[EXERCISE INPUTS]:

□ □ □ □ □ □ □

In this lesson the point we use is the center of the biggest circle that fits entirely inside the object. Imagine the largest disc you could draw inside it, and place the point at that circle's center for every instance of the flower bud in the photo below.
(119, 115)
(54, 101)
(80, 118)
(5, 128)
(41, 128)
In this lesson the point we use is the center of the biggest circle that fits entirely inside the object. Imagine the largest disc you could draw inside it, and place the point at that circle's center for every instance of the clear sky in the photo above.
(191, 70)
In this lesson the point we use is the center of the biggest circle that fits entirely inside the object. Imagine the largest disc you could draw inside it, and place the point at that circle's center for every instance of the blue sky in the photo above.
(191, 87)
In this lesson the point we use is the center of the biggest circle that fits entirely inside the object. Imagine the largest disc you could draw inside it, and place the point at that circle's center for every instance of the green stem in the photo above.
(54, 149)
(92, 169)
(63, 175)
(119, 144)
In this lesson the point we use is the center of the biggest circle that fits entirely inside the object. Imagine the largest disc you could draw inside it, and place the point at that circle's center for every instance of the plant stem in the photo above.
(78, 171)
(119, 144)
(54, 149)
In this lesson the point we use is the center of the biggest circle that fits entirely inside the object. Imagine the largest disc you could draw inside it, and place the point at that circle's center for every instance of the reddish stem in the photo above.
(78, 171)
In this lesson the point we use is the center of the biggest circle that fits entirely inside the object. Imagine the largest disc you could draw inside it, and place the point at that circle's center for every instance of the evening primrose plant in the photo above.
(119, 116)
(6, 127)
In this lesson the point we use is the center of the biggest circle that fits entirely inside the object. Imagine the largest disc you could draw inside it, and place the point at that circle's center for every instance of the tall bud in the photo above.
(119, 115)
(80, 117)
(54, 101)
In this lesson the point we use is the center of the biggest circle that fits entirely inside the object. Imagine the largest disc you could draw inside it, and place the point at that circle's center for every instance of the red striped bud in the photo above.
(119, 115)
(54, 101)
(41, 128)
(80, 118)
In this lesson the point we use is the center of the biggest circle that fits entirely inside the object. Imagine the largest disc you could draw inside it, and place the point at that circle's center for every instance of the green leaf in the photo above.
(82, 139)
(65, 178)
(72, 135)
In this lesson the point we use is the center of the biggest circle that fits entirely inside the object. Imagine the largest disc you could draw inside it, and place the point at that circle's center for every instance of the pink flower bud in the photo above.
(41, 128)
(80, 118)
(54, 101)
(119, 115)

□ □ □ □ □ □ □

[TASK PROMPT]:
Please write out, word for word, the stretch of the entries from the line containing "flower bud in the photo above." through the last line.

[THE REPLY]:
In this lesson the point we use is the center of the biggest circle that fits entirely inside the object. Imagine the largest disc you could draw inside it, and place the point at that circle's center for every instance of the pink flower bud in the photo above.
(41, 128)
(80, 118)
(54, 101)
(119, 115)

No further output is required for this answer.